**Required work**
Quote the whole listing word for word, please.

**Provided records**
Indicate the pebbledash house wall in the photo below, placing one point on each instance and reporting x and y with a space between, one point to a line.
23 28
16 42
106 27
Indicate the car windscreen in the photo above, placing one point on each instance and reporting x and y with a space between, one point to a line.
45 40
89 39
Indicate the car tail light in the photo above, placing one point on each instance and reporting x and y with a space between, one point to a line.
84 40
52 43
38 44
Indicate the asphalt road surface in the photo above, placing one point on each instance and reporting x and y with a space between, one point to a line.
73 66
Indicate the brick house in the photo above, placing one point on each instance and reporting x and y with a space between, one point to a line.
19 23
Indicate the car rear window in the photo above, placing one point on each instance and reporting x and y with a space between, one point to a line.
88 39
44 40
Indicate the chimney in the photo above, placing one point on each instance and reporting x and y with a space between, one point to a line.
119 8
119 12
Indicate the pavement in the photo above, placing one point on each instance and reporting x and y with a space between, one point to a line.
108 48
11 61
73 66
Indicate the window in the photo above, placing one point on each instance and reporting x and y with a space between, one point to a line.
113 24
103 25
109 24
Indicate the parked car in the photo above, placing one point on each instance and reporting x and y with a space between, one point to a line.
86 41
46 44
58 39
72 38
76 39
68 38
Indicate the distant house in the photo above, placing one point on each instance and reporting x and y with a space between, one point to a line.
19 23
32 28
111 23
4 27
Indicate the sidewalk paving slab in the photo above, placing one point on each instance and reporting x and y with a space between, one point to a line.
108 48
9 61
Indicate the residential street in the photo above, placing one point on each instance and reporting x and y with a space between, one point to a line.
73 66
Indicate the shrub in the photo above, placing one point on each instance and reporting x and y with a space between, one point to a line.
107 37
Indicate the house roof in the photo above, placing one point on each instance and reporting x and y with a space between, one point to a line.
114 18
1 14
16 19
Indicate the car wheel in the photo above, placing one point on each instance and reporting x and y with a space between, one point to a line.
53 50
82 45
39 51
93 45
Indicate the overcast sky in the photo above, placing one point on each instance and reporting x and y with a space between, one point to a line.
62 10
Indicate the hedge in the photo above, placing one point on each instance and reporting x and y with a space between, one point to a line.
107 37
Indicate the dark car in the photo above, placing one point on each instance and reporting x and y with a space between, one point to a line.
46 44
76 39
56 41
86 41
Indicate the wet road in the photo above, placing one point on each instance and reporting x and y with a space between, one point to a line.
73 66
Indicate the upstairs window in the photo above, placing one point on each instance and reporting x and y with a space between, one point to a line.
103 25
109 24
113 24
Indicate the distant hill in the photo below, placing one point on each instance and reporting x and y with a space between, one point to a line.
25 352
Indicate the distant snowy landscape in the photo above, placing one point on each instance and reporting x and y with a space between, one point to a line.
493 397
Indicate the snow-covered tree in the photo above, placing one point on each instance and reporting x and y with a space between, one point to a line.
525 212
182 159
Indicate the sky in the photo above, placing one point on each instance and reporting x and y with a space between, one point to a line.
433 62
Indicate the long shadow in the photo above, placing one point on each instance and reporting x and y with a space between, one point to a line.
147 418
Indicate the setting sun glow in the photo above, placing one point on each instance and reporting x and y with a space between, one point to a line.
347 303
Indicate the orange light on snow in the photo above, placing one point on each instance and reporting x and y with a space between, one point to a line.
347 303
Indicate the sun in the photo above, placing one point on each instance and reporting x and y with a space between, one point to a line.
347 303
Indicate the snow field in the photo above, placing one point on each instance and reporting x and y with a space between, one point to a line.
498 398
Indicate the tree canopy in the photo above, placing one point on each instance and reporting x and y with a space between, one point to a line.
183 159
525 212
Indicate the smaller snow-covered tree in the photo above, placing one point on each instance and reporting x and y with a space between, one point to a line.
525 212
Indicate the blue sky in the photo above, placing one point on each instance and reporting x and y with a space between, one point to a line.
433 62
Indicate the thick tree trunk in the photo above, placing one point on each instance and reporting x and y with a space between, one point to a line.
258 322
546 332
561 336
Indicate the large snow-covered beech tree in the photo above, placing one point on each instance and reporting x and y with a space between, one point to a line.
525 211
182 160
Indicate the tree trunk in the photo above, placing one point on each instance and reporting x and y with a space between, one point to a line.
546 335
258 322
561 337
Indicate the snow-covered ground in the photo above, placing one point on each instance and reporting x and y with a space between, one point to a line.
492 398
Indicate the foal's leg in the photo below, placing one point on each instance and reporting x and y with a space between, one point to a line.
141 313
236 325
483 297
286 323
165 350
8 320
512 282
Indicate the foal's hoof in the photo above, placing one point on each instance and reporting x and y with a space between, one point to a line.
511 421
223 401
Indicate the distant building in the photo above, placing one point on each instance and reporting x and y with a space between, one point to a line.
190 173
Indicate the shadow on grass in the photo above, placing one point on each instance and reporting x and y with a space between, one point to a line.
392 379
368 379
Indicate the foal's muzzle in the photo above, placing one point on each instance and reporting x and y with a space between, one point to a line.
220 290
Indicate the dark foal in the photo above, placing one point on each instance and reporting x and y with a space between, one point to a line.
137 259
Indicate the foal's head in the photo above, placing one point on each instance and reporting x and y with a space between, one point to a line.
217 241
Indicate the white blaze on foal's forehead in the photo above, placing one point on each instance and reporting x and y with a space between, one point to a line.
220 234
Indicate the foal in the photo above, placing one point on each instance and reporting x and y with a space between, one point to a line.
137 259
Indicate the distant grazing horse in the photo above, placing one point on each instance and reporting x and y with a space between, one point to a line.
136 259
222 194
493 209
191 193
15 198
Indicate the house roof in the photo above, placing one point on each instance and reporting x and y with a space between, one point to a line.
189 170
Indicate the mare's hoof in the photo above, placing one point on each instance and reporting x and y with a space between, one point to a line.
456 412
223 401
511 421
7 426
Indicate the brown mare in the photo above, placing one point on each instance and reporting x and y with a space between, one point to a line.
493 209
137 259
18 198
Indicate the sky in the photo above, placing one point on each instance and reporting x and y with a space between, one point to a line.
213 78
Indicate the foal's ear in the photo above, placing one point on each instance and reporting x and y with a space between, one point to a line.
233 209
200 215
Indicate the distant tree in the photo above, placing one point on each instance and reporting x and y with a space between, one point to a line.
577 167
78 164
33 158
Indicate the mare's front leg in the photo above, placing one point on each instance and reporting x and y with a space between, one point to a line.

**Complete response**
Indicate the pebbledash house wall in the photo below, placing one point on each instance and reporting x and y with a space between, one point to a line.
23 28
16 42
106 27
Indicate the car windscreen in the photo above, placing one point on each instance and reporting x and y with a space between, one point to a line.
45 40
89 39
Indicate the car tail light in the photo above, placing one point on each instance and reporting x and y with a space between, one point to a line.
84 40
52 43
38 44
Indicate the asphalt road surface in the photo above, placing one point on each instance and reporting x and y with a space between, one point to a line.
73 66
Indicate the brick house in the photo above, placing one point on each instance and reporting x and y with a space between, one point to a line.
19 23
Indicate the car rear window in the photo above, placing one point on each instance and reporting x and y with a space between, one point to a line.
88 39
44 40
Indicate the chimney in the photo above, placing one point on each instance and reporting x and y with a space between, one point to a line.
119 8
119 12
Indicate the pavement in the photo above, placing one point on each instance and reporting x and y with a space between, one point to a line.
108 48
11 61
73 66
Indicate the window in the photo above, placing one point on each instance and reporting x and y with a space between, one point to a line.
113 24
103 25
109 24
Indicate the parked car in the photo above, placing one point on each instance and reporting x and y with a space between, one point to a line.
86 41
46 44
58 39
72 38
76 39
68 38
Indicate the distant house in the photo above, placing one point on each instance and reporting x and y with a space between, one point to a line.
19 23
32 28
111 23
4 27
Indicate the sidewalk paving slab in the photo above, placing one point on each instance and reporting x and y with a space between, one point to a line.
108 48
9 61
Indicate the residential street in the photo above, placing one point on each instance and reporting x and y with a space between, one point to a line.
73 66
Indicate the shrub in the photo above, placing one point on each instance and reporting x and y with a space between, one point to a line.
107 37
Indicate the house roof in the photo above, placing one point on each instance and reporting x and y with a space between, one point to a line.
114 18
1 14
16 19
Indicate the car wheel in the photo above, placing one point on each instance and reporting x and y with a space between, one point to a line.
53 50
82 45
39 51
93 45
Indicate the overcast sky in the photo above, placing one point on each instance and reporting x and y with a space between, one point to a line.
62 10
Indicate the hedge in the photo above, placing one point on each instance and reporting x and y with a space between, one point to a line.
107 37
Indicate the dark car in the photo above, placing one point on each instance and reporting x and y with a space between, one point to a line.
46 44
76 39
56 41
86 41
Indicate the wet road in the photo above, placing one point on each instance and reporting x and y with a space between, one point to a line.
73 66
Indicate the upstairs window in the photo above, placing one point on each instance and reporting x and y with a space between, one point to a line.
103 25
109 24
113 24
Indicate the distant hill in the photo below, placing one point on each instance and reporting x and y with a space between, one point to a line.
25 352
Indicate the distant snowy landscape in the photo above, placing one point on each instance and reporting x and y with a space between, one point to a line.
493 397
Indicate the snow-covered tree in the photo above, placing one point on each instance and reporting x and y with a space between, one point to a line.
525 212
182 159
Indicate the sky in the photo above, placing one point on each instance and reporting x and y with a space between, one point to a line.
433 62
Indicate the long shadow in the photo above, placing one point on each instance and reporting x and y with a space between, one point to a line.
147 418
Indicate the setting sun glow in the photo above, placing one point on each instance and reporting x and y with a space between, one point to a line.
347 303
Indicate the orange light on snow in the photo above, placing one point on each instance and reporting x and y with a space between, one point to a line.
347 303
Indicate the sun in the photo above, placing one point on each instance and reporting x and y with a space between, one point to a line.
347 303
Indicate the snow field in the photo above, placing one point on each instance and reporting x and y with a space between, one point to a line.
498 398
Indicate the tree canopy in the photo above, placing one point on each instance and reporting x and y with a space between, one point to a line.
183 159
525 212
Indicate the smaller snow-covered tree in the photo above, placing one point on each instance and reporting x and y with a space between, one point to a line.
525 212
Indicate the blue sky in the photo above, placing one point on each instance and reporting x and y with a space between, one point to a line.
433 62
Indicate the thick tree trunk in the photo above, placing one point on each instance and reporting x and y with a space between, one point to a line.
258 322
546 332
561 336
Indicate the large snow-covered beech tree in the photo above, placing one point on each instance and reporting x and y with a space between, one point to a line.
525 211
182 160
Indicate the tree trunk in the photo above, placing one point on each instance and reporting x and y with a space between, one point to a line.
546 335
258 322
561 337
Indicate the snow-covered ground in the photo above, placing one point on each instance and reporting x and y with a space between, one point to a line.
492 398
Indicate the foal's leg in the photo below, placing one point on each instance and reporting x and y with a space between, one point to a line.
141 313
236 325
483 297
286 323
165 350
8 320
512 282
Indicate the foal's hoof in the photo above, placing one point on each instance and reporting x and y with a space between, one point to a line.
511 421
223 401
Indicate the distant building in the photo above, placing one point on each instance and reporting x and y with a space between, one point to a line.
190 173
Indicate the shadow on grass in the photo above, placing one point on each instance and reporting x and y with a space between, one point to a line.
392 379
368 379
Indicate the foal's muzzle in the photo above, placing one point on each instance and reporting x and y with a space between, one point to a line.
220 290
Indicate the dark foal in the photo above, placing one point on each instance and reporting x and y with a space between, one point to a line.
137 259
Indicate the foal's head in the photo above, placing one point on each instance and reporting x and y with a space between, one point to a line.
217 241
Indicate the white blaze on foal's forehead in the photo above, placing one point on each instance and reporting x and y with a space between, one point to a line.
220 234
Indicate the foal in the photo above, placing one point on each instance and reporting x and y with a space between, one point to a line.
137 259
Indicate the distant grazing horse in the photo above, placing one point on each instance and reporting x and y with a space between, one point to a line.
136 259
222 194
493 209
191 193
15 198
Indicate the house roof in the photo above, placing one point on each instance and reporting x and y with a space between, one point to a line.
189 170
Indicate the mare's hoof in the photo above, placing one point on each instance and reporting x and y with a space between, one point to a line.
456 412
223 401
511 421
7 426
Indicate the brown mare in the photo above, placing one point on each instance and reporting x and y with a space between, one point to a line.
493 209
137 259
18 198
Indicate the sky in the photo above, placing one point on each instance and reporting x and y with a space between, one point to a line.
213 78
Indicate the foal's ear in the photo above, placing one point on each instance and reporting x and y with a space between, one point to a line.
233 209
200 215
Indicate the distant tree in the photo above, placing one point on each instance and reporting x and y with a space between, one point to a line.
577 167
78 164
33 158
Indicate the mare's front leg in the photo above, placing one point on each instance and reporting x and y with a space between, one point to a line.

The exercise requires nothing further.